Page excerpt:
This paper critically examines Rakesh Khurana and Nitin Nohria's 2008 Harvard Business Review article, "It's Time to Make Management a True Profession." The authors argue that in the wake of financial crisis driven by unethical practices, business leaders must adopt formal codes of conduct, professional certification, and civic responsibility—much like law and medicine. This paper reviews their proposal for an AACSB-administered licensing exam for MBA graduates, acknowledges its appeal, and raises substantive objections: the absence of empirical evidence that professional boards improve ethical conduct, the breadth and volatility of business compared to law and medicine, and the difficulty of codifying ethical obligations across competing stakeholder interests.
This paper demonstrates source-critical analysis: it accurately represents an argument from a credible publication, concedes its merits, and then systematically identifies logical gaps and unsupported assumptions. This technique — steelmanning before critiquing — is a hallmark of graduate-level analytical writing.
The paper opens by defining performance management broadly, then narrows to the HBR article's ethical reframing. It walks through the Khurana–Nohria proposal in detail before pivoting to critique: the weakness of the law-and-medicine analogy, the lack of empirical support, the volatility of business knowledge, and the difficulty of moral codification across competing obligations. A brief conclusion summarizes the unresolved tension.

Data section:
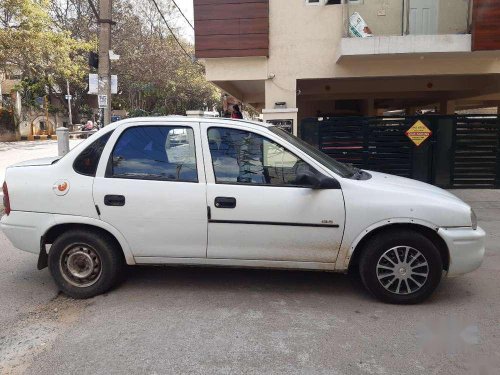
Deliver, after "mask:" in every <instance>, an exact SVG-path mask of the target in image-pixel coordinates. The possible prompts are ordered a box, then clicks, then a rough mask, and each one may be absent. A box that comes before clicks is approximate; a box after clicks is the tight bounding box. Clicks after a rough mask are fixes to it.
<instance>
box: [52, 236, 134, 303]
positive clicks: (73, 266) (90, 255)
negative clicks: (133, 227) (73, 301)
mask: <svg viewBox="0 0 500 375" xmlns="http://www.w3.org/2000/svg"><path fill="white" fill-rule="evenodd" d="M123 267H124V260H123V254H122V253H121V251H120V249H118V248H117V246H116V245H115V243H114V241H112V239H111V238H109V237H108V236H107V235H105V234H101V233H97V232H93V231H88V230H73V231H69V232H66V233H63V234H62V235H61V236H59V237H58V238H57V239H56V240H55V241H54V243H53V244H52V246H51V248H50V251H49V270H50V273H51V274H52V277H53V278H54V281H55V282H56V284H57V286H58V287H59V289H60V290H61V291H62V292H64V293H65V294H67V295H68V296H70V297H73V298H90V297H94V296H97V295H99V294H102V293H104V292H106V291H108V290H109V289H111V288H112V287H113V286H114V285H115V284H116V283H117V281H118V280H119V277H120V274H121V271H122V270H123Z"/></svg>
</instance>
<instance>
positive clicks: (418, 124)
mask: <svg viewBox="0 0 500 375" xmlns="http://www.w3.org/2000/svg"><path fill="white" fill-rule="evenodd" d="M405 134H406V136H407V137H408V138H410V139H411V141H412V142H413V143H415V145H416V146H417V147H418V146H420V145H421V144H422V143H424V142H425V141H426V140H427V138H429V137H430V136H431V135H432V131H431V130H430V129H429V128H428V127H427V126H425V124H424V123H423V122H422V121H420V120H418V121H417V122H416V123H415V124H414V125H413V126H412V127H411V128H410V129H408V131H407V132H406V133H405Z"/></svg>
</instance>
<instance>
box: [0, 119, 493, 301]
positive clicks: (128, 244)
mask: <svg viewBox="0 0 500 375" xmlns="http://www.w3.org/2000/svg"><path fill="white" fill-rule="evenodd" d="M3 190H4V206H5V215H4V216H3V217H2V220H1V227H2V230H3V232H4V233H5V234H6V235H7V237H8V238H9V239H10V240H11V241H12V243H13V244H14V246H15V247H17V248H19V249H21V250H25V251H28V252H32V253H35V254H38V256H39V257H38V268H39V269H42V268H44V267H46V266H48V267H49V269H50V272H51V274H52V276H53V277H54V280H55V282H56V284H57V285H58V287H59V288H60V289H61V290H62V291H63V292H64V293H66V294H68V295H69V296H72V297H74V298H88V297H92V296H95V295H98V294H100V293H103V292H105V291H107V290H109V289H110V288H111V287H112V286H113V285H115V283H116V282H117V280H118V279H119V276H120V274H121V273H122V269H123V267H124V266H125V264H129V265H135V264H141V265H144V264H151V265H159V264H177V265H178V264H183V265H205V266H231V267H262V268H285V269H307V270H321V271H335V272H347V271H349V270H359V273H360V275H361V279H362V281H363V283H364V285H365V286H366V288H367V289H368V290H369V291H370V292H371V293H373V294H374V295H375V296H376V297H377V298H379V299H381V300H383V301H386V302H390V303H401V304H410V303H418V302H421V301H423V300H424V299H425V298H427V297H428V296H429V295H430V294H431V293H432V292H433V291H434V290H435V289H436V287H437V286H438V284H439V282H440V280H441V278H442V277H443V276H456V275H460V274H464V273H467V272H471V271H473V270H475V269H476V268H478V267H479V266H480V265H481V262H482V260H483V256H484V238H485V233H484V231H483V230H482V229H481V228H478V227H477V222H476V217H475V215H474V212H473V211H472V209H471V207H470V206H468V205H467V204H465V203H464V202H462V201H461V200H460V199H458V198H457V197H455V196H454V195H452V194H450V193H448V192H446V191H444V190H442V189H439V188H436V187H434V186H431V185H427V184H425V183H421V182H418V181H413V180H410V179H406V178H401V177H396V176H391V175H387V174H383V173H378V172H371V171H362V170H359V169H356V168H352V167H350V166H347V165H344V164H342V163H339V162H337V161H335V160H333V159H331V158H330V157H328V156H327V155H325V154H323V153H321V152H319V151H318V150H316V149H315V148H313V147H311V146H310V145H308V144H306V143H304V142H303V141H301V140H300V139H298V138H296V137H294V136H292V135H290V134H289V133H286V132H284V131H282V130H280V129H279V128H277V127H275V126H272V125H267V124H262V123H254V122H245V121H233V120H221V119H201V118H186V117H164V118H143V119H129V120H124V121H120V122H117V123H114V124H112V125H109V126H107V127H106V128H104V129H102V130H100V131H99V132H97V133H96V134H94V135H93V136H91V137H90V138H89V139H87V140H86V141H84V142H82V143H81V144H79V145H78V146H77V147H75V148H74V149H73V150H71V151H70V152H69V153H68V154H67V155H66V156H64V157H63V158H50V159H41V160H34V161H28V162H24V163H20V164H16V165H13V166H11V167H9V168H8V169H7V172H6V181H5V183H4V186H3Z"/></svg>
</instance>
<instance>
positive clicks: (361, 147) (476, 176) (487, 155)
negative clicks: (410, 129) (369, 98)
mask: <svg viewBox="0 0 500 375" xmlns="http://www.w3.org/2000/svg"><path fill="white" fill-rule="evenodd" d="M417 121H422V122H423V123H424V124H425V125H426V126H427V127H428V128H429V129H430V130H431V131H432V135H431V136H430V137H429V138H428V139H427V140H426V141H425V142H423V143H422V144H421V145H420V146H416V145H415V144H414V143H413V142H412V141H411V140H410V139H409V138H408V137H407V135H406V132H407V131H408V130H409V129H410V128H411V127H412V126H413V125H414V124H415V123H416V122H417ZM300 134H301V137H302V139H304V140H305V141H307V142H308V143H310V144H312V145H313V146H315V147H317V148H318V149H320V150H321V151H323V152H324V153H326V154H328V155H330V156H332V157H333V158H335V159H337V160H339V161H342V162H346V163H351V164H353V165H355V166H357V167H359V168H363V169H368V170H374V171H380V172H385V173H390V174H395V175H398V176H403V177H409V178H413V179H417V180H420V181H424V182H428V183H432V184H434V185H438V186H441V187H445V188H468V187H471V188H472V187H474V188H477V187H482V188H499V187H500V118H499V116H492V115H474V116H436V115H432V116H406V117H331V118H324V119H322V120H319V119H317V118H311V119H305V120H303V121H302V123H301V127H300Z"/></svg>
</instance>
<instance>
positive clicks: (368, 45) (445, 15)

Work to complete:
Pick up the overview of the paper on management as a profession and carry it on from its final sentence. The items have nothing to do with the overview of the paper on management as a profession.

Written response:
Traditionally, performance management has been understood primarily in terms of securing a sound bottom line for a business. As one management authority defines it: "Simply put, performance management includes activities to ensure that goals are consistently being met in an effective and efficient manner. Performance management can focus on performance of the organization, a department, processes to build a product or service, employees, etc." (McNamara 1997). However, according to the Harvard Business Review's October 2008 issue, in the wake of a seismically shaken and constantly changing business climate, conventional wisdom has shifted to take ethics as well as profitability into account when evaluating organizational performance. Unsound ethical practices regarding mortgages and credit lending are at the heart of the modern economic meltdown.
In response to this crisis of confidence, Rakesh Khurana and Nitin Nohria argue: "To regain society's trust, we believe that business leaders must embrace a way of looking at their role that goes beyond their responsibility to the shareholder to include a civic and personal commitment to their duty as institutional custodians. In other words, it is time that management finally became a profession. True professions have codes of conduct, and the meaning and consequences of those codes are taught as part of the formal education of their members" (Khurana & Nohria 2008, p. 1). Hence the title of their article: "It's Time to Make Management a True Profession."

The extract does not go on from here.